[Dataset items]
Start of Block
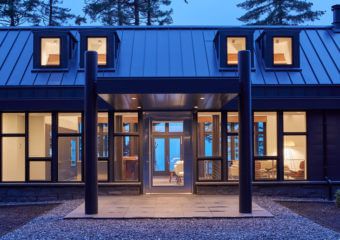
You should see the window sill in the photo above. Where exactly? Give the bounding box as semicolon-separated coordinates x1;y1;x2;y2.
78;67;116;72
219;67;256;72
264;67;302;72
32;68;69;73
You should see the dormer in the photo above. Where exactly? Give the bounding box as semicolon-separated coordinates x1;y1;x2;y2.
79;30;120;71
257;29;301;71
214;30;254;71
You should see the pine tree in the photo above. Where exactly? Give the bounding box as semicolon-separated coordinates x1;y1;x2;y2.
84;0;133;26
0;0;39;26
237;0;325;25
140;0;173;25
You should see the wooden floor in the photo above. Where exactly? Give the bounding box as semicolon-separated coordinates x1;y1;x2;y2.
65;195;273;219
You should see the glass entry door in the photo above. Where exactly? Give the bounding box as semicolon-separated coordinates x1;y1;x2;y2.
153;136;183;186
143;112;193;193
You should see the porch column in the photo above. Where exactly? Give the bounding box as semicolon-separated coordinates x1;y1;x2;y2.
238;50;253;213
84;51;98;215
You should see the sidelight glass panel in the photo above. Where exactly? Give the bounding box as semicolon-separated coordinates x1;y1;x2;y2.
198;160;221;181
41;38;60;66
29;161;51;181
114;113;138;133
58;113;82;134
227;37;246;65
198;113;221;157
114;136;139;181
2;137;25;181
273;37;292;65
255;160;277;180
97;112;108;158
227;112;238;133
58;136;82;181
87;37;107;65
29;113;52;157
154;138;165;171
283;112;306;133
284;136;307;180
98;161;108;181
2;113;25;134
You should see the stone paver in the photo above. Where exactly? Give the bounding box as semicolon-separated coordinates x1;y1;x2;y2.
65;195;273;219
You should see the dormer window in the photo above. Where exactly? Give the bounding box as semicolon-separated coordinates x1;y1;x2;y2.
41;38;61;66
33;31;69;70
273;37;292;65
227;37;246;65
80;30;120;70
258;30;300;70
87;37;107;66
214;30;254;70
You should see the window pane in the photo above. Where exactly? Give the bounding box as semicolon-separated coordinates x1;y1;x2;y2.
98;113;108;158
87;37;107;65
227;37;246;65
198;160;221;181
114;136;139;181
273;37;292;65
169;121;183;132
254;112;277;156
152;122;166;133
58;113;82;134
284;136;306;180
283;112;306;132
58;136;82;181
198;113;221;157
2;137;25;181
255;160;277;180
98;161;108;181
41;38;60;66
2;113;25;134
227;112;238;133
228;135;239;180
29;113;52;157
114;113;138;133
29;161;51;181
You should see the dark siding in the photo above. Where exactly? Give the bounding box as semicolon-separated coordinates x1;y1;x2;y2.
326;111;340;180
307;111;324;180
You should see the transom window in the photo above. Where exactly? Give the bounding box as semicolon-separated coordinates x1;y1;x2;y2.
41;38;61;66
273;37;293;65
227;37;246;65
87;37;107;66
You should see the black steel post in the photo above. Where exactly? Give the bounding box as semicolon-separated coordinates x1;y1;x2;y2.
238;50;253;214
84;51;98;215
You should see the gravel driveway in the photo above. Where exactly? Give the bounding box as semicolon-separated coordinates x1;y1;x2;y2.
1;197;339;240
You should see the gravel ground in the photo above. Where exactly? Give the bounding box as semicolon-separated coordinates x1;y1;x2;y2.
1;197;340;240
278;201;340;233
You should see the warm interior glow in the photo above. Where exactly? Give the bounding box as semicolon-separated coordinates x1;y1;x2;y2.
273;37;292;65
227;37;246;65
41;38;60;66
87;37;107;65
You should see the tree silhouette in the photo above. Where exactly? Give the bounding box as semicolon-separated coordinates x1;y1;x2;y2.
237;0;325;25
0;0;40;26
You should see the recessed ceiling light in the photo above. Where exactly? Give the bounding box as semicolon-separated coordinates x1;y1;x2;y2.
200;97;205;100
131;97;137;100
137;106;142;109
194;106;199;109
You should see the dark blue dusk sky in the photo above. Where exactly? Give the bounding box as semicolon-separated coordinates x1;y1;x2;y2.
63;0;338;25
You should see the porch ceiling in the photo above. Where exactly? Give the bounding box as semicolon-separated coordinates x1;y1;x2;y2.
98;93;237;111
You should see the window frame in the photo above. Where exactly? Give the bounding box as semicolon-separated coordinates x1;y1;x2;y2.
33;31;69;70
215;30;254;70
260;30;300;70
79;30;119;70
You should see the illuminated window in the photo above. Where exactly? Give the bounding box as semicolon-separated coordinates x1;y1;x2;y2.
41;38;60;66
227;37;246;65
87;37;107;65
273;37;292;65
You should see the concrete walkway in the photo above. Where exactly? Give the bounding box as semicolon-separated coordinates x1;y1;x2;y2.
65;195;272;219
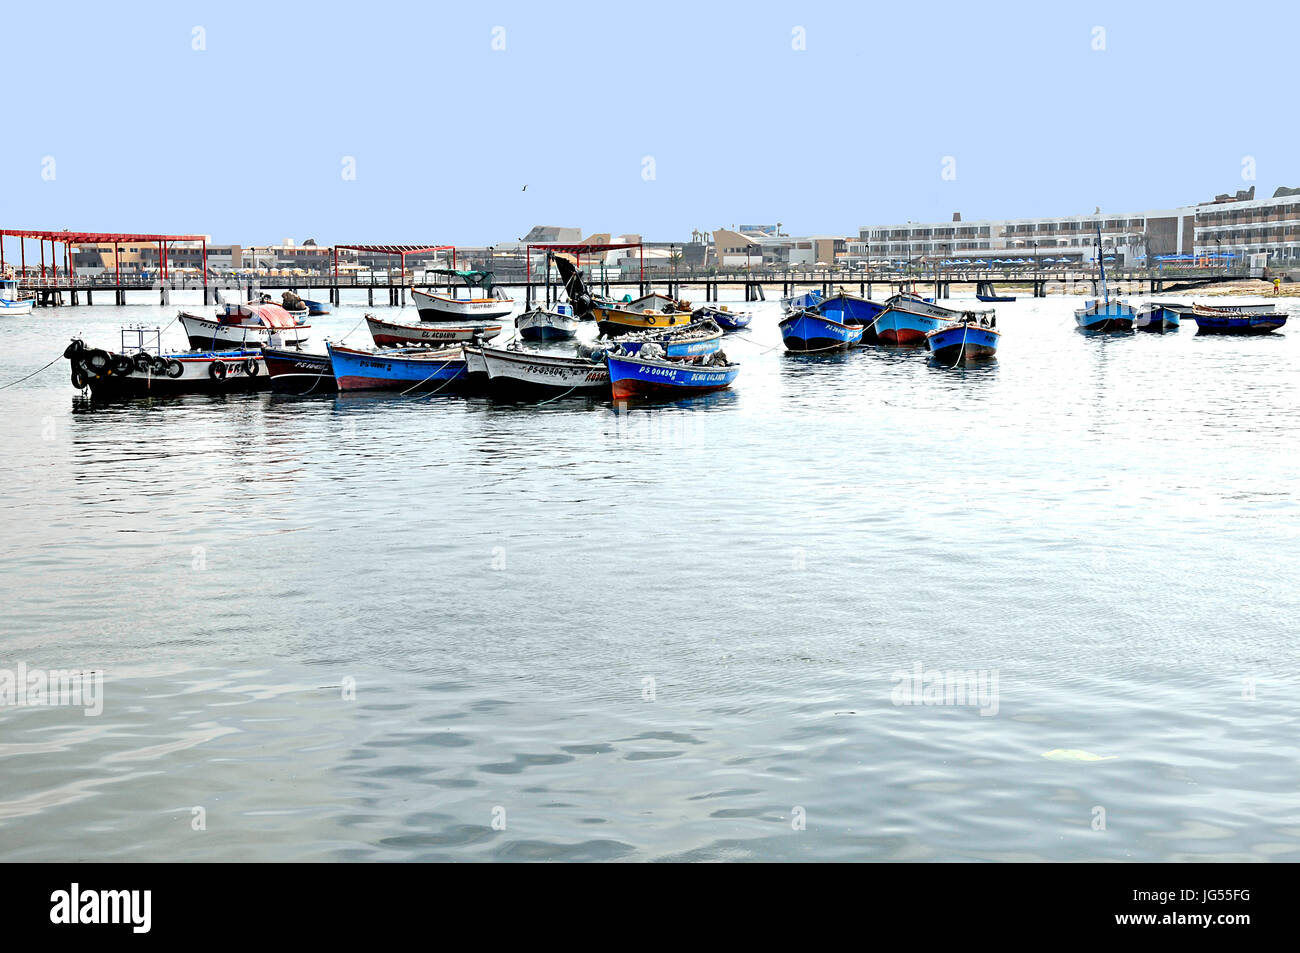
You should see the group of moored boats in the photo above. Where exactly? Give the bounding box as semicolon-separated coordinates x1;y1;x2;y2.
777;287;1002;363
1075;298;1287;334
End of Block
▶ Directions: From the first line to the last, output the records exactly without pictures.

▶ Response below:
You should see the window sill in the photo above. Where exactly? Give the bounding box as semicolon-separated coordinates x1;y1;x2;y2.
78;67;116;72
219;67;256;72
264;67;302;72
32;68;69;73
You should see the dormer in the photo above. Where exactly? Give the bounding box as semicolon-separated coordinates x1;y1;x2;y2.
79;30;120;71
257;29;301;71
214;30;254;71
You should see the pine tree in the photo above. Where exactly? Give the bounding box as semicolon-separated coordinates x1;y1;x2;y2.
84;0;133;26
0;0;39;26
237;0;325;25
140;0;173;25
You should see the wooden floor in the photo above. Where exactly? Give the bounding box as semicolon-separated coordinates x1;y1;x2;y2.
65;195;273;219
You should see the glass entry door in the photo above. Where exactly? Give the bounding box as semicolon-separated coordinates x1;y1;x2;y2.
153;136;183;186
143;112;193;193
You should see the porch column in the photo above. Where exactly? Give the bounding box as semicolon-separated coordinates x1;y1;x2;y2.
238;50;253;213
84;51;98;215
You should see the sidelight glass panel in the photo above. Where exactly? Give the bounding box as semicolon-separated coordinates x1;y1;x2;y2.
198;160;221;181
41;38;60;66
29;161;51;181
114;113;138;133
58;113;82;134
227;37;246;65
198;113;221;157
114;136;139;181
2;137;25;181
273;37;292;65
255;160;277;180
97;112;108;158
227;112;238;133
58;136;82;181
87;37;107;65
29;113;52;157
154;138;165;171
283;112;306;133
284;136;307;180
98;161;108;181
2;113;25;134
You should see the stone paver in the photo above. Where exactly? Give the bounding box as semicolon-separated coordinates x1;y1;x2;y2.
65;195;273;219
You should see the dormer window in the photo above. Where exactly? Give the bounding box as semicolon-separated coordinates x1;y1;x2;y2.
41;38;61;66
33;31;69;70
273;37;292;65
227;37;246;65
80;30;120;70
258;30;300;70
87;37;107;66
214;30;254;70
You should see the window pane in the photo above. Where exactly? Give the bounding box as semicolon-separated coordinates x1;y1;x2;y2.
98;113;108;158
87;37;107;65
227;37;246;65
198;160;221;181
114;136;139;181
273;37;292;65
169;121;183;132
254;112;277;156
152;122;166;133
58;113;82;134
284;136;306;180
283;112;306;132
58;136;82;181
198;113;221;157
2;137;25;181
255;160;277;180
98;161;108;181
41;38;60;66
2;113;25;134
227;112;238;133
228;135;239;180
29;113;52;157
114;113;138;133
29;161;51;181
You should see the dark siding in the photo above. Where exactly? Give the bounding box as semicolon-separated coordinates x1;y1;x2;y2.
326;111;340;180
307;111;324;180
You should see the transom window in the photo above. Where exactly? Give the bounding box as semicolon-separated coordinates x1;y1;x2;y2.
41;38;61;66
273;37;293;65
227;37;246;65
87;37;107;66
You should see the black steel post in the photo above. Where exactly? Give the bounding box as semicolon-separated coordinates x1;y1;x2;y2.
238;50;253;214
84;51;98;215
You should see the gravel driveway in the photo above. Where exactly? Give the bounding box as semicolon-separated coordinates x1;y1;x2;y2.
1;197;339;240
You should see the gravel ground in the photo above. Where exactly? Give the bounding box as semicolon-separated coordinates x1;y1;x2;y2.
1;197;340;240
278;201;340;233
You should see the warm interior glow in the photo above. Where exactly? Give the bounding box as semicolon-separated coordinates x1;y1;x2;y2.
273;37;292;65
227;37;246;65
41;38;60;66
87;37;107;65
You should see the tree silhouette in the photo above. Where exactly? Give the bounding box as semicolon-separated coordinates x1;y1;x2;y2.
237;0;325;25
0;0;40;26
You should see the recessed ceiling light in the photo above. Where exactly? Give the bounding box as semicolon-separated coordinates x1;y1;x2;y2.
200;97;205;100
131;97;137;100
137;106;142;109
194;106;199;109
You should see the dark blue dusk sky in the photo above. Where exactly? Give the bounding box as semicolon-separated coordinates x1;y1;x2;y2.
63;0;338;25
You should see the porch ceiling in the photo above. Where exactly? Give the bounding box as semicolon-separated coordinates x1;y1;x2;y2.
98;93;237;111
You should see the window frame in the photo above. Where exactly? Give the bounding box as semicolon-separated coordinates x1;y1;x2;y2.
33;31;69;70
215;30;254;70
260;30;300;70
79;30;119;70
You should see the illuminated window in the photo above. Where exactly? Give the bounding box as semicolon-separated coordinates x1;y1;x2;y2.
41;38;60;66
227;37;246;65
87;37;107;65
273;37;292;65
You should see the concrete walkway in the photo above. Where exactly? Give the bounding box as semicolon-separated coordinates x1;y1;x2;y2.
65;195;272;219
You should see the group of moored boats in the photo above. Where exactly? Give the bounding box as semicolon-separated coordinates x1;y1;x2;y2.
777;287;1002;363
1075;298;1287;334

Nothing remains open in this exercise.